(Objective):
Transcribe the listing word for word.

● ● ● ● ●

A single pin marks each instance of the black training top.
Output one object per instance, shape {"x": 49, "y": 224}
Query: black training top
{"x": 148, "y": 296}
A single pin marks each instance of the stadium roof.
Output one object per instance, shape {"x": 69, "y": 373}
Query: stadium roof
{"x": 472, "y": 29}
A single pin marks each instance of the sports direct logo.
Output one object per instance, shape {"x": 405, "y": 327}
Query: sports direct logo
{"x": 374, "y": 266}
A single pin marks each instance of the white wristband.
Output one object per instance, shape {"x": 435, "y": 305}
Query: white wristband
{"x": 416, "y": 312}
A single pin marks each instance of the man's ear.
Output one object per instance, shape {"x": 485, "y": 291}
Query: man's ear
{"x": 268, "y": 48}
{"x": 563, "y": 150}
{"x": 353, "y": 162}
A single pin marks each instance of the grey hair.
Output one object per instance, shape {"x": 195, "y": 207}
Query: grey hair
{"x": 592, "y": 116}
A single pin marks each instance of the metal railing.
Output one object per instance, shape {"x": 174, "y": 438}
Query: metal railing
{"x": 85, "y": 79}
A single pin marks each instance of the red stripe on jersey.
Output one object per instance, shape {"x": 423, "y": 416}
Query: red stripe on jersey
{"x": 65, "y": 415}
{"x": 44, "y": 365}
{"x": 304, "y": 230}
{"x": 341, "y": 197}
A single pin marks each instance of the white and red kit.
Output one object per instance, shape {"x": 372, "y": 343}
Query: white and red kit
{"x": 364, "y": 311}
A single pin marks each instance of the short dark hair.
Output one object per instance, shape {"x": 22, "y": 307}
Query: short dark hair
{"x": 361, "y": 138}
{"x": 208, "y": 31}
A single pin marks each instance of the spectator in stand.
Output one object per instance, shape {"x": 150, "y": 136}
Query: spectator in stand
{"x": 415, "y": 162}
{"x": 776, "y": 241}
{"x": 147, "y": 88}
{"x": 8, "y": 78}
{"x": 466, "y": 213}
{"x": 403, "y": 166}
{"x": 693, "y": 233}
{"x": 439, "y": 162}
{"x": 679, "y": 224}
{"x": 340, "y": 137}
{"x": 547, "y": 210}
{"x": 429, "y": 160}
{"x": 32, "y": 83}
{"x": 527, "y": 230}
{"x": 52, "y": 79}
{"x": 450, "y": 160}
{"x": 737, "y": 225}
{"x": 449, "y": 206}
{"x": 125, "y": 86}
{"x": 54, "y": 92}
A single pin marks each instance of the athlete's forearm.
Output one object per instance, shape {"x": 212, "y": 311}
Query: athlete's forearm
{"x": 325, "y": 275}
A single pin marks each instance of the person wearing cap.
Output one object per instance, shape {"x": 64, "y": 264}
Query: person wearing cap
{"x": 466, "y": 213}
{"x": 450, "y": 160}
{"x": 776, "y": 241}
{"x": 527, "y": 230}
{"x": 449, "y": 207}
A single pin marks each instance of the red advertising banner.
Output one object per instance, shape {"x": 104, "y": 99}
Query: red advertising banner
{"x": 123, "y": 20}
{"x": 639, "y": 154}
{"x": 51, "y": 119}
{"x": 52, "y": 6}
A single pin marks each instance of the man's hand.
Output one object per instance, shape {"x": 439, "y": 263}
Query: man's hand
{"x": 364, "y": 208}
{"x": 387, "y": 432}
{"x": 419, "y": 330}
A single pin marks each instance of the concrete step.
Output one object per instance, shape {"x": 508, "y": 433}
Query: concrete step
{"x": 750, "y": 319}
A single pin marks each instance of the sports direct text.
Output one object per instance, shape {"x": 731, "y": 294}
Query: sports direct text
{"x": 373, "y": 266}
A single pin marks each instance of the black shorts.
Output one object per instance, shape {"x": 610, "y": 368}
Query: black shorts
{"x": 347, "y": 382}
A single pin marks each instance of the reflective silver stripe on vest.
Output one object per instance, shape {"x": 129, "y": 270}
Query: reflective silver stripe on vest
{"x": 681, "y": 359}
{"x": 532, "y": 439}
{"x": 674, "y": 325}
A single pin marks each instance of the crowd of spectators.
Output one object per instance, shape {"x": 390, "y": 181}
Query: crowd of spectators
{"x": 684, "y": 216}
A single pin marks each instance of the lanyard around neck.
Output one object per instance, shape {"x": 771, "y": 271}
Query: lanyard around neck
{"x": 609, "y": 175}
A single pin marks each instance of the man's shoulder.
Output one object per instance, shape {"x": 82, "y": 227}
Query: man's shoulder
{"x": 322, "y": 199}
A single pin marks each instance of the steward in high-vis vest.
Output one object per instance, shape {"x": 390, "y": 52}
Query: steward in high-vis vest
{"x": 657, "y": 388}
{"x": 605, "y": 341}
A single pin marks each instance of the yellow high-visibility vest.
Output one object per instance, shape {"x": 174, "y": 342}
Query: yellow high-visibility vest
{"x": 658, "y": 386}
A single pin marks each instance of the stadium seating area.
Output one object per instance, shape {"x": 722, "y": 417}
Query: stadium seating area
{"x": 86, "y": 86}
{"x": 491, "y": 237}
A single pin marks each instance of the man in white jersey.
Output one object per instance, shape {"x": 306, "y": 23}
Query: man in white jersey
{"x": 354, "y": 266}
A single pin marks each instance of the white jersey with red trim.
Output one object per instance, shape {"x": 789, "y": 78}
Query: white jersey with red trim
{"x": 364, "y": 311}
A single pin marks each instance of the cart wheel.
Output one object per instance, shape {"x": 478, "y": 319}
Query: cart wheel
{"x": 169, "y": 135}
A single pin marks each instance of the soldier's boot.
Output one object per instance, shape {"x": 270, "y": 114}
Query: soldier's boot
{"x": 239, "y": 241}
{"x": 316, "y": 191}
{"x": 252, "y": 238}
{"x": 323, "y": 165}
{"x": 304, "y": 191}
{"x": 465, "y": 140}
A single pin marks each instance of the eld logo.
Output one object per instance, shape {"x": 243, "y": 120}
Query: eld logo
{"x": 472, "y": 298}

● ● ● ● ●

(Answer to the exercise):
A single pin marks each instance of the black training top.
Output one object per instance, shape {"x": 49, "y": 224}
Query: black training top
{"x": 148, "y": 296}
A single pin marks each instance of the stadium roof.
Output one object per instance, shape {"x": 69, "y": 373}
Query: stadium roof
{"x": 472, "y": 29}
A single pin marks each instance of the sports direct logo.
Output one object per instance, shape {"x": 405, "y": 327}
Query: sports direct logo
{"x": 374, "y": 266}
A single pin marks each instance of the white wristband.
Output one object per instance, shape {"x": 435, "y": 305}
Query: white wristband
{"x": 416, "y": 312}
A single pin marks each instance of the man's ear.
Output one object per instance, shape {"x": 485, "y": 291}
Query: man's ear
{"x": 268, "y": 48}
{"x": 563, "y": 150}
{"x": 353, "y": 162}
A single pin marks each instance of the grey hair.
Output one object per instance, shape {"x": 195, "y": 207}
Query: grey hair
{"x": 592, "y": 116}
A single pin marks each instance of the metal railing.
Output one object per instance, shape {"x": 174, "y": 438}
Query: metal railing
{"x": 85, "y": 79}
A single pin marks each instance of the red stripe on jersey.
Output one object per instance, shape {"x": 423, "y": 416}
Query: red stripe on jersey
{"x": 65, "y": 415}
{"x": 44, "y": 365}
{"x": 304, "y": 230}
{"x": 341, "y": 197}
A single pin marks each instance of the white and red kit.
Output one object per instance, shape {"x": 372, "y": 343}
Query: white and red kit
{"x": 364, "y": 311}
A single pin marks each instance of the short dark hair.
Output one object per instance, shape {"x": 22, "y": 307}
Query: short dark hair
{"x": 361, "y": 138}
{"x": 208, "y": 31}
A single pin marks each instance of the spectator in stand.
Output one object per instance, shape {"x": 150, "y": 136}
Query: spectator in stand
{"x": 415, "y": 162}
{"x": 776, "y": 241}
{"x": 147, "y": 88}
{"x": 8, "y": 78}
{"x": 466, "y": 213}
{"x": 403, "y": 166}
{"x": 693, "y": 233}
{"x": 439, "y": 162}
{"x": 679, "y": 224}
{"x": 340, "y": 137}
{"x": 547, "y": 210}
{"x": 429, "y": 160}
{"x": 32, "y": 83}
{"x": 527, "y": 230}
{"x": 52, "y": 79}
{"x": 450, "y": 160}
{"x": 737, "y": 225}
{"x": 449, "y": 206}
{"x": 125, "y": 86}
{"x": 54, "y": 92}
A single pin marks each instance of the athlete's forearm.
Output one object per instance, shape {"x": 212, "y": 311}
Query: athlete's forearm
{"x": 325, "y": 275}
A single pin marks each instance of the person wearing cap.
Output one object per instance, shape {"x": 64, "y": 264}
Query: person wearing cap
{"x": 466, "y": 213}
{"x": 450, "y": 160}
{"x": 776, "y": 241}
{"x": 527, "y": 230}
{"x": 449, "y": 207}
A single pin marks each instance of the red advertising banner.
Output one object per instance, shape {"x": 104, "y": 99}
Query: red advertising banner
{"x": 123, "y": 20}
{"x": 639, "y": 154}
{"x": 51, "y": 119}
{"x": 52, "y": 6}
A single pin marks each instance of the man's hand.
Output one object per instance, shape {"x": 439, "y": 263}
Query: man's hand
{"x": 364, "y": 208}
{"x": 387, "y": 432}
{"x": 419, "y": 330}
A single pin marks each instance of the concrete step.
Output one object per instance, shape {"x": 508, "y": 433}
Query: concrete step
{"x": 750, "y": 319}
A single pin marks each instance of the sports direct text.
Output one object per instance, shape {"x": 731, "y": 294}
Query: sports direct text
{"x": 373, "y": 266}
A single pin marks each instance of the black shorts.
Output one object per instance, shape {"x": 610, "y": 368}
Query: black shorts
{"x": 347, "y": 382}
A single pin marks each instance of the reflective silver stripe on vest.
Output one object per instance, shape {"x": 129, "y": 270}
Query: reflective silver stripe on vest
{"x": 681, "y": 359}
{"x": 532, "y": 439}
{"x": 674, "y": 325}
A single pin marks each instance of the crowd of spectators.
Output one object per instance, shape {"x": 390, "y": 181}
Query: crowd of spectators
{"x": 684, "y": 216}
A single pin marks each instance of the lanyard around neck.
Output one object per instance, shape {"x": 771, "y": 271}
Query: lanyard around neck
{"x": 609, "y": 175}
A single pin marks each instance of the man's shoulder.
Output one object per instance, shape {"x": 82, "y": 227}
Query: man's shoulder
{"x": 322, "y": 199}
A single pin marks each instance of the steward in high-vis vest.
Output one object per instance, shape {"x": 390, "y": 52}
Query: steward in high-vis vest
{"x": 657, "y": 388}
{"x": 605, "y": 341}
A single pin marks each instance of the yellow high-visibility vest.
Output one object per instance, shape {"x": 174, "y": 342}
Query: yellow high-visibility vest
{"x": 658, "y": 386}
A single pin marks each instance of the stadium seating area.
Output one object per instance, shape {"x": 722, "y": 417}
Query: stadium seating area
{"x": 86, "y": 86}
{"x": 491, "y": 237}
A single pin marks each instance of the man in white jersey.
Output one object per instance, shape {"x": 306, "y": 23}
Query: man in white jersey
{"x": 354, "y": 266}
A single pin marks each instance of the white jersey with red trim.
Output one object per instance, shape {"x": 789, "y": 78}
Query: white jersey with red trim
{"x": 364, "y": 311}
A single pin marks each instance of the cart wheel.
Output one object per instance, shape {"x": 478, "y": 319}
Query: cart wheel
{"x": 169, "y": 135}
A single pin marks each instance of the soldier's boot.
Output one object per instance, shape {"x": 270, "y": 114}
Query: soldier's boot
{"x": 239, "y": 241}
{"x": 316, "y": 191}
{"x": 252, "y": 238}
{"x": 323, "y": 165}
{"x": 304, "y": 191}
{"x": 465, "y": 140}
A single pin marks each instance of the eld logo.
Output one object per instance, shape {"x": 243, "y": 120}
Query: eld logo
{"x": 472, "y": 298}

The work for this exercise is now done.